■ What to work on ■
Copy every line from the entries below that contains the word "ceiling".

——————————

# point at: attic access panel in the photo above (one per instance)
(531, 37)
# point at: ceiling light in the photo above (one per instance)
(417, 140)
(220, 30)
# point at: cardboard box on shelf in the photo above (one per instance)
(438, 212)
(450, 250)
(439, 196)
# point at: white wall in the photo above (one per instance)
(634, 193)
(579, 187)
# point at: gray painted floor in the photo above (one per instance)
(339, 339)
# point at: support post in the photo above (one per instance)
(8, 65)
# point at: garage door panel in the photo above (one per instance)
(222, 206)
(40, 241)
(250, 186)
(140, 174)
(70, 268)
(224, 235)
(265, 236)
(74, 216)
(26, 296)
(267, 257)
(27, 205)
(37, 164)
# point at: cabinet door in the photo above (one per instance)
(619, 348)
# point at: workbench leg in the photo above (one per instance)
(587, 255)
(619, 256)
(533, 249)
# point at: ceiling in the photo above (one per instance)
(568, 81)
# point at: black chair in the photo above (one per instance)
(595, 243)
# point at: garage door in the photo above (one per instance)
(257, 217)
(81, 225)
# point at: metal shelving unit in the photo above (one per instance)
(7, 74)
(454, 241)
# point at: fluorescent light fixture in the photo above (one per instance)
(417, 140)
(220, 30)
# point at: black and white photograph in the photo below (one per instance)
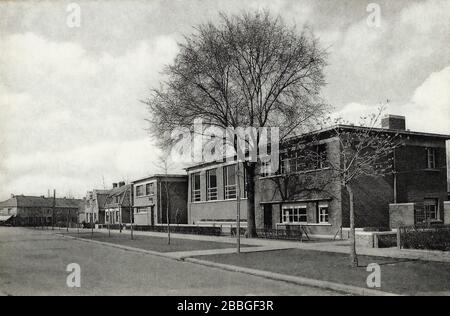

——————————

■ Final result ■
# point at: ceiling light in the photo above (one per instance)
# point at: ceiling in the photo above (one per instance)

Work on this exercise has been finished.